#### Work order:
Under this line are the records; write out word for word the part that begins at the line containing "the boy sitting on curb" and ends at the line containing "the khaki shorts", and no more.

(Referring expression pointing data)

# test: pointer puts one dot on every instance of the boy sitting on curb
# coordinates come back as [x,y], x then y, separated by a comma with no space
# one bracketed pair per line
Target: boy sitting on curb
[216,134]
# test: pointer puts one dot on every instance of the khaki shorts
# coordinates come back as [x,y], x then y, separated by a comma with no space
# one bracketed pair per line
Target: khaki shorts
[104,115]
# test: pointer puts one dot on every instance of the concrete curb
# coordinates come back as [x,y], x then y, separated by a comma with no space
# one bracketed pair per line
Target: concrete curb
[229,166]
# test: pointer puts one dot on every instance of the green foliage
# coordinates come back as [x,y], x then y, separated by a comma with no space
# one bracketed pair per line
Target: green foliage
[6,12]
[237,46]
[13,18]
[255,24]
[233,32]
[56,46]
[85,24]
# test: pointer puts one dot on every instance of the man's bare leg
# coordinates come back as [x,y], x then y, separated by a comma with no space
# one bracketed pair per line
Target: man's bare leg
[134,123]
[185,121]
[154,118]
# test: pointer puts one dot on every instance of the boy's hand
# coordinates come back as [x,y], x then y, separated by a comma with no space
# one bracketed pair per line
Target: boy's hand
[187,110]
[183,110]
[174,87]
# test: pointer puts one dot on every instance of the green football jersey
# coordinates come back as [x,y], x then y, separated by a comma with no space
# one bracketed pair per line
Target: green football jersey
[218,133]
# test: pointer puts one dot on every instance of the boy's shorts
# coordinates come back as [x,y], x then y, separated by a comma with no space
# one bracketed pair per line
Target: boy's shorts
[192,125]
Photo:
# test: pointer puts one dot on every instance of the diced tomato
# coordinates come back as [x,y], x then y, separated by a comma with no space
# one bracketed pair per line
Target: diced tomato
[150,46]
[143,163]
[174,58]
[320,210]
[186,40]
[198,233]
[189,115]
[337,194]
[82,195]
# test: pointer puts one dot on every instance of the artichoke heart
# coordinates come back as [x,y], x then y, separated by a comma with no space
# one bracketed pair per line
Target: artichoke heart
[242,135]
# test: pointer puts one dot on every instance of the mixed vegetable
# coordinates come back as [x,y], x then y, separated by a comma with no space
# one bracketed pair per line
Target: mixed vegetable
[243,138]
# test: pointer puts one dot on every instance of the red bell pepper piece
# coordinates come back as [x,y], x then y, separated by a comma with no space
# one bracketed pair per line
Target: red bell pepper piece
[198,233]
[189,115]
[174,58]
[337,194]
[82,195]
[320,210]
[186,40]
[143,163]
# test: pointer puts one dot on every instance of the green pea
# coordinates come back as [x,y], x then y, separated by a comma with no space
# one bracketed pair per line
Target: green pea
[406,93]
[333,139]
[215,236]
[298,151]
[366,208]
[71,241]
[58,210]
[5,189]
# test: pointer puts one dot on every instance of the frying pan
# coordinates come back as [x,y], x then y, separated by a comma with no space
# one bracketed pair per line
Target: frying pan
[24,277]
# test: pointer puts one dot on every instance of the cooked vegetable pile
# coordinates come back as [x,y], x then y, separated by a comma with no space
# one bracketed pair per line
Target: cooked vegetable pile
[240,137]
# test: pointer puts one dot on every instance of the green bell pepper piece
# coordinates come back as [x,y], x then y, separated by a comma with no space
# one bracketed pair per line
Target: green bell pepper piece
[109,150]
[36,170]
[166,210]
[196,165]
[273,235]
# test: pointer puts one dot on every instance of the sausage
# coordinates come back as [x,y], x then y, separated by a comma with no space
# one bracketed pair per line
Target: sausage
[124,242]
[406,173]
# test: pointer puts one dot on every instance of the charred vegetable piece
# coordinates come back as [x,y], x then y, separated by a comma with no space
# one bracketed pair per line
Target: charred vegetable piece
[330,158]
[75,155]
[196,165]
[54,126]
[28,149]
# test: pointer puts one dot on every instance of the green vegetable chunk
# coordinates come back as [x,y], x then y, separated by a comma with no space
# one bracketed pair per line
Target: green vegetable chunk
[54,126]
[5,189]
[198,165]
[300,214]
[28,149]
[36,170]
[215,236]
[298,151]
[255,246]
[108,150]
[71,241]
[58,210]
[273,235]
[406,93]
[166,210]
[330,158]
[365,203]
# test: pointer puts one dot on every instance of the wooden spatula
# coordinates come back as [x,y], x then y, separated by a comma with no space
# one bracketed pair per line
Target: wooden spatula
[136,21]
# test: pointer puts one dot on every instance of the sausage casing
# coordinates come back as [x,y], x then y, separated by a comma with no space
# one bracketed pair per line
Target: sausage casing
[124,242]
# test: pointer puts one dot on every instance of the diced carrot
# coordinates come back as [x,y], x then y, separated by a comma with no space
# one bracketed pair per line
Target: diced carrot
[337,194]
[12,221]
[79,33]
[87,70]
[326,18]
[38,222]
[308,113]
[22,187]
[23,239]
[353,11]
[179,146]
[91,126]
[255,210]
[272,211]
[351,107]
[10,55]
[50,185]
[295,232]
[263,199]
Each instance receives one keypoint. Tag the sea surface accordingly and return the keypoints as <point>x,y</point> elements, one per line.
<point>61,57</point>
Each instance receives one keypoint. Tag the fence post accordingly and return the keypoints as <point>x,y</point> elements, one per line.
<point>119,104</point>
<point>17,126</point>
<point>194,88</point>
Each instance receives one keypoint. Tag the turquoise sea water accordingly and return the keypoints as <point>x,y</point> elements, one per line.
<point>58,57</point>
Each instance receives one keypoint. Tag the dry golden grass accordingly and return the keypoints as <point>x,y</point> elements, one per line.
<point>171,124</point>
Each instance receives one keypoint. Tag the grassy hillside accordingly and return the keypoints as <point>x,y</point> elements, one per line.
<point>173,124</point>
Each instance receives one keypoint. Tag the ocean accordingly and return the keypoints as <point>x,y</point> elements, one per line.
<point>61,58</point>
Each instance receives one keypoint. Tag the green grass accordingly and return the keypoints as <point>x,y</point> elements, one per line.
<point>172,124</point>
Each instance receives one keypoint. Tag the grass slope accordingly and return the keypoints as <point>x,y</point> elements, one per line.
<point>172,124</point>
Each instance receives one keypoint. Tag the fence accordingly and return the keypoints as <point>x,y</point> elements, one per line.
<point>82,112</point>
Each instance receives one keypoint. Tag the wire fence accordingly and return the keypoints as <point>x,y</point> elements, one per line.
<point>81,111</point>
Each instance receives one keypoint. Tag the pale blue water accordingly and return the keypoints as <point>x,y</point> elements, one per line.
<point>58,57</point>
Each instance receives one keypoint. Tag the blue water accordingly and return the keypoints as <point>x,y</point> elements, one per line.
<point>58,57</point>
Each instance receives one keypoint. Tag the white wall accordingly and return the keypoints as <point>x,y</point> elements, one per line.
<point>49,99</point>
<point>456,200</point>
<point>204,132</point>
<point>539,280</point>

==

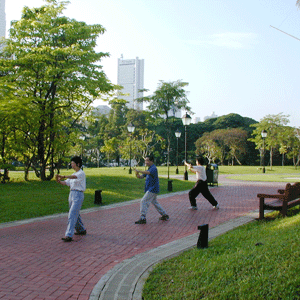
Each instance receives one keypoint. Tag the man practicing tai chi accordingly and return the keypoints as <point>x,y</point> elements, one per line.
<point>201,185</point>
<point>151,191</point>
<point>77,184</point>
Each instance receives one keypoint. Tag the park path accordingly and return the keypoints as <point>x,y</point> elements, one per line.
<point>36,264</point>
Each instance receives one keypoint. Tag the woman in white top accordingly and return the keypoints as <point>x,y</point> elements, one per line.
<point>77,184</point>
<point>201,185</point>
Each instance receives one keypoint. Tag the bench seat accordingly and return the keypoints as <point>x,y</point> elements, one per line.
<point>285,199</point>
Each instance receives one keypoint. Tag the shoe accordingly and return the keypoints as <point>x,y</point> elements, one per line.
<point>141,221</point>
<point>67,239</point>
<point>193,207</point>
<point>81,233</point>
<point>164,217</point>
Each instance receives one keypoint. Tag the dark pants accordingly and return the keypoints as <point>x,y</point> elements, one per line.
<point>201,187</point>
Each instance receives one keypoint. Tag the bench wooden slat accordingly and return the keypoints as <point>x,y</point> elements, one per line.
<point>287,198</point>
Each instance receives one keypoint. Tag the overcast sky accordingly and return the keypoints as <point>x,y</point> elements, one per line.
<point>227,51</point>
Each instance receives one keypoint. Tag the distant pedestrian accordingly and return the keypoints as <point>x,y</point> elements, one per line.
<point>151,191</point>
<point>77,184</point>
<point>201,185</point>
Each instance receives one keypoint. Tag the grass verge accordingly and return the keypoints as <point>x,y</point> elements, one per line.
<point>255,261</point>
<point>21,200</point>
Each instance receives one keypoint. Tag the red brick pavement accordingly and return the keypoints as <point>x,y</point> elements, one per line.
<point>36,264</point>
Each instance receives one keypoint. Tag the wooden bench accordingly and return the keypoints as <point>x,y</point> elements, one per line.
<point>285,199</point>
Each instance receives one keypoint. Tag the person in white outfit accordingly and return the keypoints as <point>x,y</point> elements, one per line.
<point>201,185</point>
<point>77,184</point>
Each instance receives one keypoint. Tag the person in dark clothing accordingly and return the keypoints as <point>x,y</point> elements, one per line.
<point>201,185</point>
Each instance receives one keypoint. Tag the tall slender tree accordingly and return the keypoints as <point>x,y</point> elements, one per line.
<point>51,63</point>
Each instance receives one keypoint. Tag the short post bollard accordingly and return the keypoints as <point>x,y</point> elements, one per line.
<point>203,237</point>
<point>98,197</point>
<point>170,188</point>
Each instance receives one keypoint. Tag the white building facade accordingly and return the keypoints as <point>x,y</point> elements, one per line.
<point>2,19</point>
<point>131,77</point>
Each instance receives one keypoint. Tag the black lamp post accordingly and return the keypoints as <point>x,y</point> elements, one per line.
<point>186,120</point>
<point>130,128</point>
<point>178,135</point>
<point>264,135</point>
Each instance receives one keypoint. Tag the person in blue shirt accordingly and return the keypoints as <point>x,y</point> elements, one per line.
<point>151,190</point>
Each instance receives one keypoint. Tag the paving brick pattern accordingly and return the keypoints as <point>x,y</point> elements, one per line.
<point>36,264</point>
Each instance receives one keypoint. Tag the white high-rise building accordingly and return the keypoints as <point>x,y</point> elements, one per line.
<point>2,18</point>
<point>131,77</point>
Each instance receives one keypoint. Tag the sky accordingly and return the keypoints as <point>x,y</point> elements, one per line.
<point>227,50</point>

#### Written solution:
# test: pointer puts one dot on every instance of the boy sitting on curb
# coordinates come back as [x,y], x then y, separated by a comma with no space
# one bracketed pair per line
Target: boy sitting on curb
[216,134]
# test: pointer puts one dot on every instance of the khaki shorts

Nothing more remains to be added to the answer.